> **RECORDED DATA**:
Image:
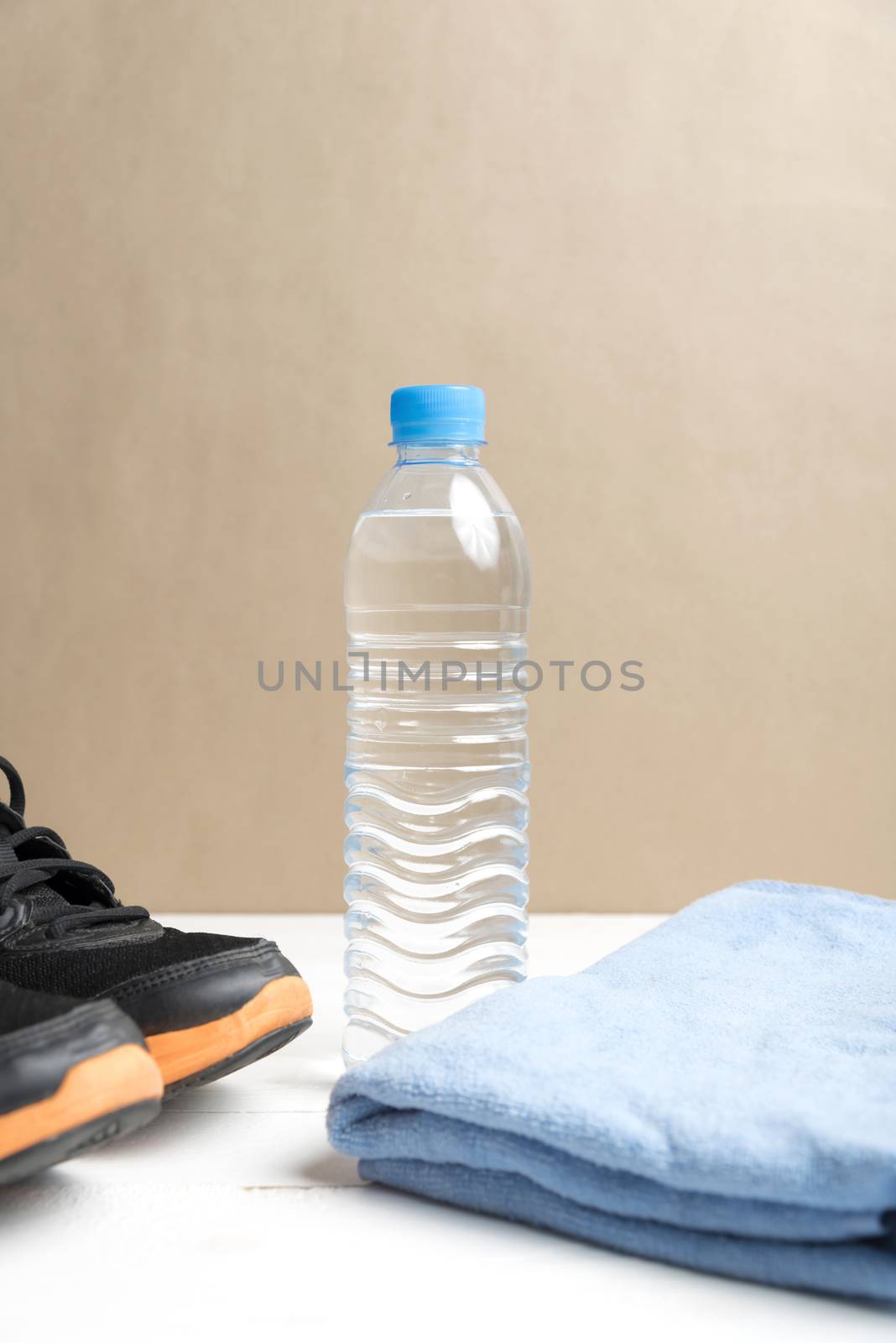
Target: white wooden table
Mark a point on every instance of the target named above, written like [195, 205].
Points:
[231, 1217]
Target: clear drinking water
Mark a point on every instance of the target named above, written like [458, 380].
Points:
[438, 583]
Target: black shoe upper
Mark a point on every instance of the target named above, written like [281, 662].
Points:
[42, 1037]
[62, 931]
[20, 1007]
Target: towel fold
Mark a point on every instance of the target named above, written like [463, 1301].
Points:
[719, 1094]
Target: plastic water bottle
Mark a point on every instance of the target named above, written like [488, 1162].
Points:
[438, 591]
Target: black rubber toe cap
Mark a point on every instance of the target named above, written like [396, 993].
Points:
[34, 1060]
[204, 989]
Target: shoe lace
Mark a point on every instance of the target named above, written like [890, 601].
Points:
[20, 873]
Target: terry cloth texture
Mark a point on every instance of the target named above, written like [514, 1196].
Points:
[719, 1094]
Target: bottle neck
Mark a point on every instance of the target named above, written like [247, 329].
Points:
[456, 454]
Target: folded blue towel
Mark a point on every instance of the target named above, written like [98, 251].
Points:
[719, 1094]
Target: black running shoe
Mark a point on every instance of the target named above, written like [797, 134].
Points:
[73, 1076]
[206, 1004]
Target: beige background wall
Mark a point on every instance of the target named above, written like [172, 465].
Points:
[660, 234]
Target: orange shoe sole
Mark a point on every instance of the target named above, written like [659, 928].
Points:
[90, 1091]
[196, 1054]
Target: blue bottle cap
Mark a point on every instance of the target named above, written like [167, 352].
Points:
[439, 414]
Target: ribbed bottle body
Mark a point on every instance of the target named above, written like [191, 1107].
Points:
[436, 763]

> **WHAT YOU NEED TO DO**: Verbatim reproduction of every entry is needed, with the images left out.

> **EXERCISE RESPONSE**:
Image:
Target: white wooden table
Mark a point on every instance of the target named above, written like [195, 205].
Points:
[231, 1217]
Target: clear drinking water
Mark a point on every instance of the target named above, written like [458, 380].
Points:
[438, 583]
Target: black shoe upper
Mark a point on every instance of the target named above, written like [281, 662].
Points:
[42, 1037]
[62, 931]
[20, 1007]
Target: towel fold
Mark a point on every instance of the target named above, written like [463, 1301].
Points:
[719, 1094]
Target: plastic water bottle
Mark a point on every instance of the target named above, written like [488, 1162].
Points:
[438, 591]
Target: black rubber toe cap
Mark a point on every instance of the target named above, written like [396, 993].
Points:
[34, 1060]
[204, 989]
Target: shoe lace
Mark a point on every instance of the target named above, written like [890, 601].
Points:
[20, 873]
Target: terry cloth texture
Mark a point on every instance of the target named above, written like [514, 1196].
Points:
[719, 1094]
Target: bottle neck
Mark a point on every instance of the target named above, written like [247, 329].
Points:
[456, 454]
Target: folded blue towel
Mark a point on every instance of the target named above, written like [98, 251].
Points:
[719, 1094]
Target: black running shoe
Mark a point on every instance of the target named above, written like [797, 134].
Points:
[73, 1076]
[206, 1004]
Target: beige background wall
Mark a point on every instance of the target named above, written like [172, 465].
Points:
[660, 234]
Target: orange shoe sole
Mark a point on every instance of the target named above, written like [659, 928].
Points:
[90, 1091]
[196, 1054]
Target: blue bottle cap
Mark a point on every instance of the target named above, written like [167, 352].
Points:
[439, 414]
Target: ribbed bottle body
Mark a point on every instance of the target named above, written like [191, 1107].
Points:
[436, 763]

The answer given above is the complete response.